# Written request:
Reproduce every line of the material below, requests included, scaling each coordinate in the answers by 0.35 and rounding to the nearest whole number, with halves rounded up. Leave any numbers in the requests unchanged.

──────────

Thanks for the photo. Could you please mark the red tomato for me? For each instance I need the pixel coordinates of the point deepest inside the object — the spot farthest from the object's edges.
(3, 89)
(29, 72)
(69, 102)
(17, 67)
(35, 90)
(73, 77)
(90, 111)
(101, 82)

──────────

# Answer below:
Thanks for the photo. Could you please mark the red tomato for me? For each instance I need the pixel coordinates of the point deepest inside the object — the spot farthest from the object's edges.
(1, 31)
(10, 25)
(24, 36)
(6, 23)
(12, 32)
(26, 27)
(32, 39)
(35, 29)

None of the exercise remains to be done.